-- start of GIVEN DATA --

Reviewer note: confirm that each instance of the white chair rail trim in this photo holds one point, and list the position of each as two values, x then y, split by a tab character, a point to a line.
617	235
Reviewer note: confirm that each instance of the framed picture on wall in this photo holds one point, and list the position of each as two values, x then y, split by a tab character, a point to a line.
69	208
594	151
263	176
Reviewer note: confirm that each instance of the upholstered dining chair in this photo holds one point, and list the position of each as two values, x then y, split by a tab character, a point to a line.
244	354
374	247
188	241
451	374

-- end of GIVEN DATA --
-- start of GIVEN DATA --

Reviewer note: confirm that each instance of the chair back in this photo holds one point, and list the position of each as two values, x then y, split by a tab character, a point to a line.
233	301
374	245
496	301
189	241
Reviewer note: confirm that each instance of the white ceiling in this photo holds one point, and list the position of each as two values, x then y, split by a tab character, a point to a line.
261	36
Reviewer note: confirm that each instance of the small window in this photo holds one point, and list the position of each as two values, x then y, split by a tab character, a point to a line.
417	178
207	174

-- end of GIVEN DATA --
-- start of GIVEN DATA --

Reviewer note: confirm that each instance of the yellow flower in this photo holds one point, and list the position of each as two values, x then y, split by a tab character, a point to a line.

-- end of GIVEN DATA --

• [OBJECTIVE]: Copy out every line of the material above that contains the word "wall". Case counts.

• [ANSWER TO THIS PROBLEM]:
Reviewer note: confirm that each instance of the framed picture on wall in this photo holds one point, and list the position of each as two values, x then y, split by a tab character, a point to a line.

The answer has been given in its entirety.